Repeat the listing below word for word, leaving nothing out.

(Data shown):
....................

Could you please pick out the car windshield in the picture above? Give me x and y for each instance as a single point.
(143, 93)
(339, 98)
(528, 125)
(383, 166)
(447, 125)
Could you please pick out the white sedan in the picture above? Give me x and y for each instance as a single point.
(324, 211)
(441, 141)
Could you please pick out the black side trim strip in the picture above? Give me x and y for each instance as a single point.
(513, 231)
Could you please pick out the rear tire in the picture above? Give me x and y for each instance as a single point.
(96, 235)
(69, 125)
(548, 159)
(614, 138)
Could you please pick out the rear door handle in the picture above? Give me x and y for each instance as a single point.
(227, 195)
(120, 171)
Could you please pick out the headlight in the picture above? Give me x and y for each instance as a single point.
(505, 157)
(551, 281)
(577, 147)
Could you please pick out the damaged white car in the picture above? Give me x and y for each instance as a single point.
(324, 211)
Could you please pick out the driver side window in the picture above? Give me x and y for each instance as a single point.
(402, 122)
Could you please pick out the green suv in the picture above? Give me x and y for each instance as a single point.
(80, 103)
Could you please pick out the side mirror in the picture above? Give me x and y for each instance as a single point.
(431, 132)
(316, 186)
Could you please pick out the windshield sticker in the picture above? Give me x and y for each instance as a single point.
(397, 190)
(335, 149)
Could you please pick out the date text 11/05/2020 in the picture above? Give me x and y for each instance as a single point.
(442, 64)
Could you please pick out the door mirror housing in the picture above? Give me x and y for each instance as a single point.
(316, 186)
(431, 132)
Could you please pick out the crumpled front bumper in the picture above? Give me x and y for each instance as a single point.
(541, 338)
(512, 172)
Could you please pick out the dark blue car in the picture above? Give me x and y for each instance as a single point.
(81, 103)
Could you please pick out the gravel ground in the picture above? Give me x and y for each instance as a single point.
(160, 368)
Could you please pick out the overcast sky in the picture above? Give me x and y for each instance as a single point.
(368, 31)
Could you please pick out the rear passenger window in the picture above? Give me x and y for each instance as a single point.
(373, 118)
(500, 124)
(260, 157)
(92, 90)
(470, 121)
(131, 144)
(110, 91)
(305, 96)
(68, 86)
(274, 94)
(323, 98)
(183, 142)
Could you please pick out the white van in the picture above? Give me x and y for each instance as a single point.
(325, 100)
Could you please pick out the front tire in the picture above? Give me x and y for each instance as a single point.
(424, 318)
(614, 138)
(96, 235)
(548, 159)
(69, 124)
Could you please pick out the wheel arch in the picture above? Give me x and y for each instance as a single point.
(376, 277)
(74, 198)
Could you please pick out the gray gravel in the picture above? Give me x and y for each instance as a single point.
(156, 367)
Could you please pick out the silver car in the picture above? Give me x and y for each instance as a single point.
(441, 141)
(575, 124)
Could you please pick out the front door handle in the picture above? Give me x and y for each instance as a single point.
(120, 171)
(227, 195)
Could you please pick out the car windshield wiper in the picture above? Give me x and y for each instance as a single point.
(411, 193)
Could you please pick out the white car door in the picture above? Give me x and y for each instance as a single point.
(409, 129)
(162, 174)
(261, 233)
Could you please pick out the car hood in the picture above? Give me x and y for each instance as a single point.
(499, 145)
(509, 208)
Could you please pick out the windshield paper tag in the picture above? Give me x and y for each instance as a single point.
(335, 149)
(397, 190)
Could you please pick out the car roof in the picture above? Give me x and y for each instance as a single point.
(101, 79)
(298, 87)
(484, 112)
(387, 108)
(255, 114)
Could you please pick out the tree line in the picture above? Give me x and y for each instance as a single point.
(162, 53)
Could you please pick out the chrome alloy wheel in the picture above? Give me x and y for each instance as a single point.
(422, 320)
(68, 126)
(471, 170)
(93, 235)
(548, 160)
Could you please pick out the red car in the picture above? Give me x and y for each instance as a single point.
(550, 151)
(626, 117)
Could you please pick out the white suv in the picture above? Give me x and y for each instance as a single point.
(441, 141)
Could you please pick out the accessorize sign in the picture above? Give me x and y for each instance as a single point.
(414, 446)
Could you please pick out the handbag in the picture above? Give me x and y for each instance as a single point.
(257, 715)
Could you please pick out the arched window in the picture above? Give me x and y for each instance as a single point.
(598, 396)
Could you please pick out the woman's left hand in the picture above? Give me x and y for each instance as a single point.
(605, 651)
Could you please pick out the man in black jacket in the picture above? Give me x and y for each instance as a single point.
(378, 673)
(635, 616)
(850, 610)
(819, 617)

....................

(Task answer):
Could you please pick out the car windshield in the picture above? Give me x and y for each instance as a single point.
(143, 93)
(339, 98)
(528, 125)
(383, 166)
(447, 125)
Could you please pick out the white sedan in the picture above? Give me x and y for each instance as a single point.
(324, 211)
(441, 141)
Could you please pick out the black side trim strip in the picture above? Give me x and y for each instance as a single point.
(513, 231)
Could you please pick out the rear tire in the picture above? Give me x and y for each instance as a single point.
(96, 235)
(69, 125)
(548, 159)
(614, 138)
Could you please pick out the rear door handle in the picture above? Give me x and y for each instance as a single point.
(227, 195)
(120, 171)
Could you please pick out the headlight in the picture above? Give me x and y for each instance as a single point.
(505, 157)
(551, 281)
(577, 147)
Could you please pick out the damaged white car in the picture above? Give me x and y for each instance as a single point.
(324, 211)
Could you please pick out the driver side window in the picture above? Give me x and y for each instance as a single point.
(402, 122)
Could you please pick out the green suv in the picture above? Give me x and y for each instance as a single point.
(80, 103)
Could you please pick out the side mirror in the picture above? Give me x and y for each instance as a single point.
(431, 132)
(316, 186)
Could you please pick out the windshield sticker in the picture above? Give me x and y for each instance as a single point.
(397, 190)
(335, 149)
Could you please pick out the date text 11/05/2020 in the picture above? Give me x and y for each instance as a single point.
(442, 64)
Could you please pick out the door mirror housing in the picture above? Give me x and y for each instance as a single point.
(316, 186)
(431, 132)
Could you please pick out the crumpled front bumper in the picture above? Give me x and y for each instance as a single point.
(541, 338)
(512, 172)
Could you please pick out the dark blue car in the picture above? Give me x and y for each instance as a single point.
(81, 103)
Could you please pick out the gravel ground in the picture above? Give me x and y for each instance as a single point.
(160, 368)
Could you please pick out the overcast sky in the picture above? Give me x and y for each instance as a single point.
(368, 31)
Could you please pick out the rear passenger window in the picture above? Give me x and y for each instance as a single point.
(373, 118)
(500, 124)
(260, 157)
(92, 90)
(470, 121)
(131, 144)
(110, 91)
(305, 96)
(68, 86)
(274, 94)
(323, 98)
(183, 142)
Could you please pick out the white van in the picture above? Give me x and y for each instance as a single point.
(325, 100)
Could you please pick out the front tire in the picture above? Give me x and y for each instance as a single point.
(424, 318)
(614, 138)
(96, 235)
(548, 159)
(69, 124)
Could you please pick out the wheel arch in the picture above? Give me x and y for each instance as a single point.
(376, 277)
(74, 198)
Could you please pick out the gray gravel in the picture above? Give me x and y for each instance as a single point.
(156, 367)
Could you please pick out the silver car in the picture above? Give me x and y for each instance as a single point.
(441, 141)
(575, 124)
Could you please pick out the front door handle in the picture above? Give me x and y for each instance as a single point.
(120, 171)
(227, 195)
Could you please pick out the car windshield wiper in the picture above? Give me x and y for each instance as a single point.
(411, 193)
Could you please pick out the white car door in the picture above? Give me x and y for each instance as a single point.
(409, 129)
(162, 174)
(261, 233)
Could you please pick out the car hood in the picture above? Give me x and y for each instance as a single point.
(499, 145)
(509, 208)
Could you please pick out the windshield paper tag in the picture above? Give me x and y for each instance as a single point.
(335, 149)
(397, 190)
Could you please pick out the car roof in the picture above? Give me x and y for each instance as a single point.
(101, 79)
(298, 87)
(484, 112)
(387, 108)
(255, 114)
Could you please pick out the tree line in the picture above? Give me x and y for each instance as a single point.
(162, 53)
Could you please pick out the chrome alloy wheel in the picture above? Give me x and y for each instance as a single point.
(422, 320)
(68, 126)
(471, 170)
(93, 235)
(548, 160)
Could you please pick out the red car in the picture above? Give me x and y for each instance as a single point.
(550, 151)
(626, 117)
Could you please pick out the white suv in the picture above? Give me x and y for each instance as a single point.
(441, 141)
Could you please pick out the accessorize sign in the picture above? Give me x and y for each instance as a single point.
(414, 446)
Could you please pick out the handbag in the picture above? Give me x and y for each instance as a single point.
(257, 715)
Could you please pick out the arched window in the picture above? Give me x and y for each instance as a single point.
(598, 396)
Could you please pick out the woman's left hand in the picture above? Give me x and y for each instance as a single point.
(605, 651)
Could you please pick out the man in black jacket in the picture above? Give me x and y for each instance as a single point.
(378, 673)
(635, 616)
(850, 610)
(819, 617)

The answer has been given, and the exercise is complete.